═══ Data records

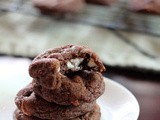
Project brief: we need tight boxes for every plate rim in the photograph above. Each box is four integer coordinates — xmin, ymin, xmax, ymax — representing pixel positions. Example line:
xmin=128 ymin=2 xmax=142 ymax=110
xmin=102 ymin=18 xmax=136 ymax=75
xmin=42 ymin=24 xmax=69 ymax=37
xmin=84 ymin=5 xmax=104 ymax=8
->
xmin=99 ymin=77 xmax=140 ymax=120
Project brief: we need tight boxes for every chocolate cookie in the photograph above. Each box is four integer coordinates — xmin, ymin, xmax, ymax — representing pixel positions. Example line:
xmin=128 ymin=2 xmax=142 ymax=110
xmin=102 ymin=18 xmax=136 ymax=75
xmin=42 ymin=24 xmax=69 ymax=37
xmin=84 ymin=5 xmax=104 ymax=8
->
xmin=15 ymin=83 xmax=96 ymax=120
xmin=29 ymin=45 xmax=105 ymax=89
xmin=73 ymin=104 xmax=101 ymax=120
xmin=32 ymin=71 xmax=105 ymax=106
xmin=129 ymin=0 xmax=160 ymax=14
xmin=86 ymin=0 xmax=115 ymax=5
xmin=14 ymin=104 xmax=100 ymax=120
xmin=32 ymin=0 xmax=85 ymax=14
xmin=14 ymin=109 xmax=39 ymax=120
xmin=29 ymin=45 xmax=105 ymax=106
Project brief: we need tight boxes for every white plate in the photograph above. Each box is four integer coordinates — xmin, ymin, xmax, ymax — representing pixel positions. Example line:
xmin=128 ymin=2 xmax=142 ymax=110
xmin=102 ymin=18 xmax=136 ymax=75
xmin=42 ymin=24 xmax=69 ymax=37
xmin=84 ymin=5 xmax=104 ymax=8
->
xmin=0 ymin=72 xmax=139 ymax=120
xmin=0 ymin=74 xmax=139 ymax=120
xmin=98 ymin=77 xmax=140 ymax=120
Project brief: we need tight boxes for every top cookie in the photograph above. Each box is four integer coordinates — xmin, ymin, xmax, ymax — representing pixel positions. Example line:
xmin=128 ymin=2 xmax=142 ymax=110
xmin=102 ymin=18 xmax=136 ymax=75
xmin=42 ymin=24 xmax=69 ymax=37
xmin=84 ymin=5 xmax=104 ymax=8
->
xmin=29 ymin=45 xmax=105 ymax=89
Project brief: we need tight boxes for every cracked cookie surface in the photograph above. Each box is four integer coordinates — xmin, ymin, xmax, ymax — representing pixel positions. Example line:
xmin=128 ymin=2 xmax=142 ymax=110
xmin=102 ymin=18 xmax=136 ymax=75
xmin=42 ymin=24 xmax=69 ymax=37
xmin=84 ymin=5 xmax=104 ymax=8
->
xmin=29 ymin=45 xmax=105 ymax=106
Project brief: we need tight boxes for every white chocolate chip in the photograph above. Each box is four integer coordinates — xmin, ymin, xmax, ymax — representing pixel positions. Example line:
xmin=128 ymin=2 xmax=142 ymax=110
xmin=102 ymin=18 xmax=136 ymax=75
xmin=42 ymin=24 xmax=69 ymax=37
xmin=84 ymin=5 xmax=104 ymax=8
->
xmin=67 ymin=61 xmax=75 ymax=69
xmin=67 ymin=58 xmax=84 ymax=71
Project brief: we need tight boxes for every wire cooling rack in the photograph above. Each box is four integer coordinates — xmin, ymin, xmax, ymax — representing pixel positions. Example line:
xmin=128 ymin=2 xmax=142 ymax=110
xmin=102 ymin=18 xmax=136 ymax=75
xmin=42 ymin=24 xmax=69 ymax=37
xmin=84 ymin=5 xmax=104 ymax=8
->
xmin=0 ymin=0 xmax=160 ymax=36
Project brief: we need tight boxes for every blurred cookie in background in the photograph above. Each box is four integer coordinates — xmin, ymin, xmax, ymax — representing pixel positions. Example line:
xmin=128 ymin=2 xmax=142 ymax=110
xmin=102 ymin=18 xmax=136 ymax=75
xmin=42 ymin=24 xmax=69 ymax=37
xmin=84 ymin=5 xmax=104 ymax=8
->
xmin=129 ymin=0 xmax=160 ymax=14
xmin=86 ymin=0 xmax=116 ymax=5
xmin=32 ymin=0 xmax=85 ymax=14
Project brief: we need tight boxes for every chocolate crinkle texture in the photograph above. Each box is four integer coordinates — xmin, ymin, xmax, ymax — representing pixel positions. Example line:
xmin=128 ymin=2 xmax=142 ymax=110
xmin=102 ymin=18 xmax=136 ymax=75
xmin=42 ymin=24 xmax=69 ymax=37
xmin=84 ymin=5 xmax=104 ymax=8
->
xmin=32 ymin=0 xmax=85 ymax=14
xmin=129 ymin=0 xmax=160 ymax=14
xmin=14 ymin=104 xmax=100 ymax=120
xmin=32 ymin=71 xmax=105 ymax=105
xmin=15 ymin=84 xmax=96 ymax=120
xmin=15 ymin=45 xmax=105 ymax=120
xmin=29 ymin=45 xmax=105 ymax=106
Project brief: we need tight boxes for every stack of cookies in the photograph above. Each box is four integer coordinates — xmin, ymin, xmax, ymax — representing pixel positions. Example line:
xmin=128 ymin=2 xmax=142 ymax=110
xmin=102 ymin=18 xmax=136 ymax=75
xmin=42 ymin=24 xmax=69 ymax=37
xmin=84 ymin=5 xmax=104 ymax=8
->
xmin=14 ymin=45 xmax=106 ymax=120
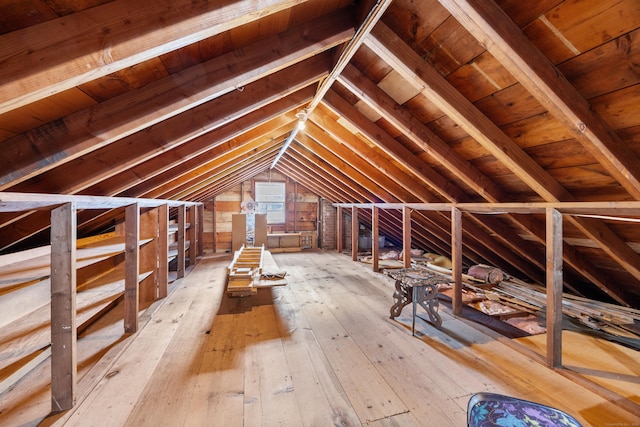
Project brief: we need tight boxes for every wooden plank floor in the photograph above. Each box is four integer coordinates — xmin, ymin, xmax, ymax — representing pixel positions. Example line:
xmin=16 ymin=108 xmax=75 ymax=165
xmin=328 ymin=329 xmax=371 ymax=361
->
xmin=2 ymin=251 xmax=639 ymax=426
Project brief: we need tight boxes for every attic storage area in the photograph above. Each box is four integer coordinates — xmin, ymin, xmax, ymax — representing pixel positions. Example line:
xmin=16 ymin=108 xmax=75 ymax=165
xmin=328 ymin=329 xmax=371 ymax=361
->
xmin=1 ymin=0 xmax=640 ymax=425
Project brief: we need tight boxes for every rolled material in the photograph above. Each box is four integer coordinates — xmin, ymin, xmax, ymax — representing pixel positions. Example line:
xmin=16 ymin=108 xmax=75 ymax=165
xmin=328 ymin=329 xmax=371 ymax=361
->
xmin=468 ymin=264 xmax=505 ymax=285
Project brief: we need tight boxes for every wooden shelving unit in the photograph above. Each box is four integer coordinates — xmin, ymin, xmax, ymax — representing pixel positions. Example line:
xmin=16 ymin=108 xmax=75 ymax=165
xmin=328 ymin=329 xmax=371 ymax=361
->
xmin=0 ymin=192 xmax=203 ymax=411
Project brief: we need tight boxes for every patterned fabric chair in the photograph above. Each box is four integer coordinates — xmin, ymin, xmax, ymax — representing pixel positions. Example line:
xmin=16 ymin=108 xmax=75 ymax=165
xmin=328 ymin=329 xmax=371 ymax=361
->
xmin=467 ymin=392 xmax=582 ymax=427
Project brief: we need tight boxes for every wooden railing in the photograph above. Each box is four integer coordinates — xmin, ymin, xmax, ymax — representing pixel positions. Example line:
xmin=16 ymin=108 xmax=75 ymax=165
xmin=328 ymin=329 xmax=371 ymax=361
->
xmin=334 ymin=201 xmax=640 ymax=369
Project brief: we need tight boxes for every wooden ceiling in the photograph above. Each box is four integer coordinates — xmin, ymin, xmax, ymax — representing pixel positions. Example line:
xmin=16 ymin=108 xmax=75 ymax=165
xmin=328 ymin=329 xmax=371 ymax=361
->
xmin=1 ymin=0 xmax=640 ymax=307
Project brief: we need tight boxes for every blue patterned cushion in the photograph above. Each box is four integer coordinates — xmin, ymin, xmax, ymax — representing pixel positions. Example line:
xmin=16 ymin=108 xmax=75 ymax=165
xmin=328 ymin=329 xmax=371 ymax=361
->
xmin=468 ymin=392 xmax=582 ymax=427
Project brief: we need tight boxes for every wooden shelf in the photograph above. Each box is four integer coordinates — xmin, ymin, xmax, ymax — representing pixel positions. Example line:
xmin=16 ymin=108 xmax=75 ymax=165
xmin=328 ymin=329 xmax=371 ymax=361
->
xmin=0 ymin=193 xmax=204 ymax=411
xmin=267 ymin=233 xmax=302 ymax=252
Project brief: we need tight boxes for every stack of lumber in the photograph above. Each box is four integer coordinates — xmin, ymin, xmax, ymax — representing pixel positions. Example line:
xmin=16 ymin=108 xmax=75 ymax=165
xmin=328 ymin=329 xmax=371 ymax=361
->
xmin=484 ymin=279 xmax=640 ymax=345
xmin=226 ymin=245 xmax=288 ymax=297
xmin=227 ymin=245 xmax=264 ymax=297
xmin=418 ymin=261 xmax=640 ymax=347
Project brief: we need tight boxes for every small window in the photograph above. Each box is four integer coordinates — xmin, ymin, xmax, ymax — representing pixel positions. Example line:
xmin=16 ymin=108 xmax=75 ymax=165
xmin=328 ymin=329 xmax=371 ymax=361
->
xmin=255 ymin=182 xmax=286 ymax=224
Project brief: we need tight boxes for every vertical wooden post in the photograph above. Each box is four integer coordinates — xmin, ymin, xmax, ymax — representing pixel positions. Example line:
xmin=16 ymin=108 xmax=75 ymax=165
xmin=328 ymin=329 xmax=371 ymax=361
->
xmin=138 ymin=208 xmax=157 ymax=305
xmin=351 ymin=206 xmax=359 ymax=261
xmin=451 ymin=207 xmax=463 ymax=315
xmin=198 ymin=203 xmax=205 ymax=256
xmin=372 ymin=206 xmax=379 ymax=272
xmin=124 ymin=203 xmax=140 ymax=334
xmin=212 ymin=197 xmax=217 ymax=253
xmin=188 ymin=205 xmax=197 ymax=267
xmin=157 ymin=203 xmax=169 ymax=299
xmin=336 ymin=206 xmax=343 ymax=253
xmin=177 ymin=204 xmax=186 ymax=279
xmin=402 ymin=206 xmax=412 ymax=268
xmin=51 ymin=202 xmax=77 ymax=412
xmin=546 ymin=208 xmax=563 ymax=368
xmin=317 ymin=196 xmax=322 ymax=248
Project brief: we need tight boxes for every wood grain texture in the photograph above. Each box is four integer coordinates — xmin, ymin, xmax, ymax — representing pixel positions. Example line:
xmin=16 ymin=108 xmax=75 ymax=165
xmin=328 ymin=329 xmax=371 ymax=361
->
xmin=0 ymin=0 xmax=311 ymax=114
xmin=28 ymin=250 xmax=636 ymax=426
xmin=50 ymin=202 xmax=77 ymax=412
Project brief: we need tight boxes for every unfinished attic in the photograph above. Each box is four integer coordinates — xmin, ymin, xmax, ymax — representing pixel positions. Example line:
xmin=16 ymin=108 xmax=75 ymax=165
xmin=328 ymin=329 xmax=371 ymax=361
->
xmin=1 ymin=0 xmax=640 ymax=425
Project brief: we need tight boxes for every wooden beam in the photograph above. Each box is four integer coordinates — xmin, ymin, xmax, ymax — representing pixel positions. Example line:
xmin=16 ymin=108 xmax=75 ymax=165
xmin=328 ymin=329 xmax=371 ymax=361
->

══════

(What you need to do): Which lines above hold the string "white"? Copy every one of them.

(Response to the task):
Project brief: we need tight boxes for every white plate in the photograph above. Each box is four integer coordinates — xmin, ymin, xmax, ymax — representing pixel positions. Example line:
Project brief: we need tight boxes for every white chocolate chip in the photograph above. Each box is four integer coordinates — xmin, ymin, xmax, ymax — representing pixel positions. Example line:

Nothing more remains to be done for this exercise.